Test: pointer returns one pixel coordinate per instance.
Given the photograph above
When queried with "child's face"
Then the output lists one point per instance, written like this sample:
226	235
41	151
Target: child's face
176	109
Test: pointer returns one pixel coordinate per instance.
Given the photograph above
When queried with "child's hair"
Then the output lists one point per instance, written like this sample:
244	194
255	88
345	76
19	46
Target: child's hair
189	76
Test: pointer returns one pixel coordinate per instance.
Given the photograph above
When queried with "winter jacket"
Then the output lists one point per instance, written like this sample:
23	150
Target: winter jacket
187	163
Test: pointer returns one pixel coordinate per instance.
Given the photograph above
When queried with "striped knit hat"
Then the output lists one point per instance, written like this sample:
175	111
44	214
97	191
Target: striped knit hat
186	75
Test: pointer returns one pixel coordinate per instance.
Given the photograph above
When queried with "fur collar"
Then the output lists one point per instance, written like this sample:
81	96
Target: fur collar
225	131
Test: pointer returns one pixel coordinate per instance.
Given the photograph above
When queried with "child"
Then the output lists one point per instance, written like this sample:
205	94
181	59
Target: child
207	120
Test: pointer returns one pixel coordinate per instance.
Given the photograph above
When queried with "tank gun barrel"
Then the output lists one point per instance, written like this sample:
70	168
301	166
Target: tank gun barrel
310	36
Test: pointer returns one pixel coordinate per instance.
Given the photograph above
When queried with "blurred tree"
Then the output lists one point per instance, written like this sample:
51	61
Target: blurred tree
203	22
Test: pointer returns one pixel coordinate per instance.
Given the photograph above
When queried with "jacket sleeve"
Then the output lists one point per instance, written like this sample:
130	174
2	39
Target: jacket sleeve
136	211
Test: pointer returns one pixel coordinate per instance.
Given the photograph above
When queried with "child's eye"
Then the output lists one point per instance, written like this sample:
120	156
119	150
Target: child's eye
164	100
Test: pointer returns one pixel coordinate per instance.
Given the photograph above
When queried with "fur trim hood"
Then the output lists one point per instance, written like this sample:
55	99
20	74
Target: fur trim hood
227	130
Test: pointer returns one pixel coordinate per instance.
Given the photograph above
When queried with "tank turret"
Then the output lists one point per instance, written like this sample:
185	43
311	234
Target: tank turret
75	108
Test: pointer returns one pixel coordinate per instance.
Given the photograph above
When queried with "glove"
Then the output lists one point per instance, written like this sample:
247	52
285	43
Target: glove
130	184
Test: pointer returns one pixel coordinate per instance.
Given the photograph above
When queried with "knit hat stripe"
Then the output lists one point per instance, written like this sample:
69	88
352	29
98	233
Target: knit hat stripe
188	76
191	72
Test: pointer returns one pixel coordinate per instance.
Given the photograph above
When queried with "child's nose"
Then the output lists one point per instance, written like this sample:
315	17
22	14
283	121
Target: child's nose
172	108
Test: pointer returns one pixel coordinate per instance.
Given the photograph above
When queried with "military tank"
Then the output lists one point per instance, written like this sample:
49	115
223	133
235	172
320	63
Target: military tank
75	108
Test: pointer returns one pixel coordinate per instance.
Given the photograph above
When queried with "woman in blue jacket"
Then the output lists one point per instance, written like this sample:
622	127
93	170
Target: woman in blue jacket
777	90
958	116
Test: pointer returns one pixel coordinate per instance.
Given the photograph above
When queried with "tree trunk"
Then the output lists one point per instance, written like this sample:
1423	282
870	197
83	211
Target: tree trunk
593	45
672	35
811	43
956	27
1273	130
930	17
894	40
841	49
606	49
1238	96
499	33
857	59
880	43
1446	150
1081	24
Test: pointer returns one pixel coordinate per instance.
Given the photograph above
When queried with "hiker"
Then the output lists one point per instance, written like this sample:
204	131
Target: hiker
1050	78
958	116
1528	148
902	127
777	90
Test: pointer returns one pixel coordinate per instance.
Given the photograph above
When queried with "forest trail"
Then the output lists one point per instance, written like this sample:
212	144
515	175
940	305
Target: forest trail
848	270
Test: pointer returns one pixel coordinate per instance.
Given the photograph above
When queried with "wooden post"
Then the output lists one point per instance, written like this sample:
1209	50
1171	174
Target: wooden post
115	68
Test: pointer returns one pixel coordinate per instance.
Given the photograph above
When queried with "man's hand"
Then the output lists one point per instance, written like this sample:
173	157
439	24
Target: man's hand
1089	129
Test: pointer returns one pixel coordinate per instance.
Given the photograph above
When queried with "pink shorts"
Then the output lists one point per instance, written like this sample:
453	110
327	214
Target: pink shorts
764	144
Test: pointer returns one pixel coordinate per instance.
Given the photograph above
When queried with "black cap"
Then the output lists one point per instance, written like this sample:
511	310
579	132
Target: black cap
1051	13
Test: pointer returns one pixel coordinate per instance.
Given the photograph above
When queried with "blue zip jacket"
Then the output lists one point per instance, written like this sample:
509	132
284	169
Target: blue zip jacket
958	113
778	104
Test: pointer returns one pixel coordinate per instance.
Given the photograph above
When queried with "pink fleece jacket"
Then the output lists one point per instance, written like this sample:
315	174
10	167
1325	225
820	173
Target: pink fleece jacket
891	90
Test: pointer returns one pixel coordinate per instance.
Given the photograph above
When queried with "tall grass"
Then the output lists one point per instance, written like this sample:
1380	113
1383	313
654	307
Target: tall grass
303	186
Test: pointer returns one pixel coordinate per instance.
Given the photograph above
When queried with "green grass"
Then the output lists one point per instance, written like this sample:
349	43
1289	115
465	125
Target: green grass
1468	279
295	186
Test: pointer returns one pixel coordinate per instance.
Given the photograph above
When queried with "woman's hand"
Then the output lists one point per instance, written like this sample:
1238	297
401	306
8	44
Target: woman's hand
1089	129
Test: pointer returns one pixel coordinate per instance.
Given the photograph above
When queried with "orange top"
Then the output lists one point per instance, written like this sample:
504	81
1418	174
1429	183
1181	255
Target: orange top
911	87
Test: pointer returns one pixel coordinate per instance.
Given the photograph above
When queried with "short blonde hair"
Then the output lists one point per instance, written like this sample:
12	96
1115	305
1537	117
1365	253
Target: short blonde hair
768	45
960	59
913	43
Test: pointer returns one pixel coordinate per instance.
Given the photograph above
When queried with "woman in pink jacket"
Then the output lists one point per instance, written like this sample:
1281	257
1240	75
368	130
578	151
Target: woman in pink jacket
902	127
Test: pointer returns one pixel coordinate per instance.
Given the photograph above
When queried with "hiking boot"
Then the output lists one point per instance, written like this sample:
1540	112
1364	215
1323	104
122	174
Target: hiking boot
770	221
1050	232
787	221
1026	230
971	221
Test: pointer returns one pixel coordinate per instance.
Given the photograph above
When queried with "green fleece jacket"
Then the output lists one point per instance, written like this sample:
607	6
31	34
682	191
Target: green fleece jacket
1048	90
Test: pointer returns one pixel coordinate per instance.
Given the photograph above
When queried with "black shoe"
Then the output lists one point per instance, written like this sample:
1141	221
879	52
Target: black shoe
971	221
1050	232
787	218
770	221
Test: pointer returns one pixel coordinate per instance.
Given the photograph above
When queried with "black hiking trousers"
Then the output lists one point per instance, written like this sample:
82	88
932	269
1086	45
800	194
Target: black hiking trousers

### WHAT IS REQUIRED
Return every line of the items above that contains the word "tall".

### TASK SOLUTION
When queried with "tall grass"
Target: tall grass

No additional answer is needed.